Your goal:
Extend the discussion about whether a placebo effect can be measured, picking up after its final comment.

Given text:
Hacker News new | ask | show | jobs
by mortehu 2950 days ago
If a randomized controlled trial includes just two groups, one which gets a treatment and another which gets placebo, it cannot attribute any results to the placebo, because it's missing a control for the placebo, i.e. a group which gets no intervention at all. Many studies have made this error, but that doesn't mean there's never a placebo effect.

http://www.dcscience.net/2015/12/11/placebo-effects-are-weak...

3 comments

I don't disagree exactly about missing a control for the placebo, but I think a control for a placebo is logically impossible, and therefore nobody has ever, or can ever, measured a placebo effect. Does that mean "there's never a placebo effect"? That's a philosophical question.
> I don't disagree exactly about missing a control for the placebo, but I think a control for a placebo is logically impossible, and therefore nobody has ever, or can ever, measured a placebo effect.

The control for a placebo is no intervention, and not only has placebo effect been measured, but differential placebo effects by administration method have been measured (a placebo treatment that involves piercing the skin, for instance, has a bigger effect than a pill.) This is why a valid placebo needs to match administration method of the intervention being tested.

There is no way to coherently define the "placebo effect".

When you test a treatment vs. placebo, and speculate that there is a "placebo effect", it means that you are supposing that lying about treatment produces a therapeutic effect.

But you can't test a placebo vs. nothing, because a placebo is not a treatment, and nothing is not a placebo.

Listed records:
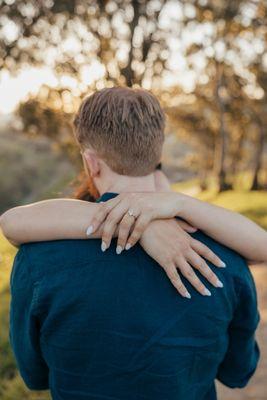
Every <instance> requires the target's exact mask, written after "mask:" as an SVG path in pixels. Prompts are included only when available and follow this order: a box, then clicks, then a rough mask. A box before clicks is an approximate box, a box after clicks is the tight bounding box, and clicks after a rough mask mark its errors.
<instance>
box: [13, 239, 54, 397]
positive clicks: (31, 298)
mask: <svg viewBox="0 0 267 400" xmlns="http://www.w3.org/2000/svg"><path fill="white" fill-rule="evenodd" d="M30 268H31V267H30V265H29V263H28V259H27V255H26V251H25V248H24V247H23V246H22V247H21V249H20V250H19V252H18V253H17V256H16V258H15V261H14V265H13V270H12V274H11V282H10V284H11V309H10V342H11V346H12V348H13V352H14V355H15V358H16V361H17V365H18V369H19V372H20V374H21V376H22V378H23V380H24V382H25V384H26V385H27V386H28V388H29V389H32V390H47V389H48V386H49V385H48V367H47V365H46V363H45V361H44V359H43V357H42V353H41V349H40V341H39V340H40V322H39V319H38V313H37V306H36V301H37V295H38V283H37V282H33V281H32V279H31V275H30Z"/></svg>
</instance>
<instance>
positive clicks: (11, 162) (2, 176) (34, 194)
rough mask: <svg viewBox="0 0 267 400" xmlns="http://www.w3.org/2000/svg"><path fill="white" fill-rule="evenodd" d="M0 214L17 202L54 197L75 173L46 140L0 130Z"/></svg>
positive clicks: (74, 176) (47, 140)
mask: <svg viewBox="0 0 267 400" xmlns="http://www.w3.org/2000/svg"><path fill="white" fill-rule="evenodd" d="M0 171H1V174H0V214H1V213H2V212H3V211H5V210H6V209H7V208H11V207H13V206H15V205H17V204H23V203H26V202H31V201H36V200H38V199H42V198H45V197H47V195H48V197H56V196H57V195H58V192H60V191H61V190H62V188H64V187H65V186H66V185H67V183H69V182H70V181H71V180H72V179H73V178H74V177H75V176H76V173H77V171H75V169H74V167H73V165H71V163H70V161H68V159H67V158H66V157H64V156H63V155H62V154H61V153H60V152H59V151H58V150H56V149H55V148H53V147H52V145H51V143H50V142H49V141H48V140H47V139H40V138H38V139H35V140H28V139H27V138H26V137H24V136H23V135H22V134H19V133H14V132H9V133H3V132H0Z"/></svg>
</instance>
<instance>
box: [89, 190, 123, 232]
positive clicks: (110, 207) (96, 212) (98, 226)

Exercise answer:
Giving a sugar pill and disclosing you are giving a sugar pill is not the same thing as lying about treatment (unless the recipient believes it is efficacious). Lying about it being efficacious doesn't help your experiment unless it's a credible lie.

Giving "nothing" cannot be a control because it is obviously different from a sugar pill. So you cannot do a blind test.

The idea of testing a placebo effect is an epistemological morass.

Couldn't you,

-Give people an effective drug tell them so.

-Give people a placebo tell them its a real drug.

-Give people a real drug tell them it may be placebo.

-Give them a placebo tell them it may be placebo.

It would certainly tell us something about the placebo.

You mention the word "tell" often, which makes me feel... uncertain.

I get your point but GP seems to understand uncertainty better.

You can't force me to believe.

That study wouldn't be checking placebo but whether the intervention beats placebo. Not sure why that's a mistake if measuring placebo is not a research goal.
The mistake would be attributing any outcome to the placebo intervention. The mistake isn't in the construction of the experiment, but in the interpretation of its results.
But a lot of reported placebo effects are more likely reversion to the mean.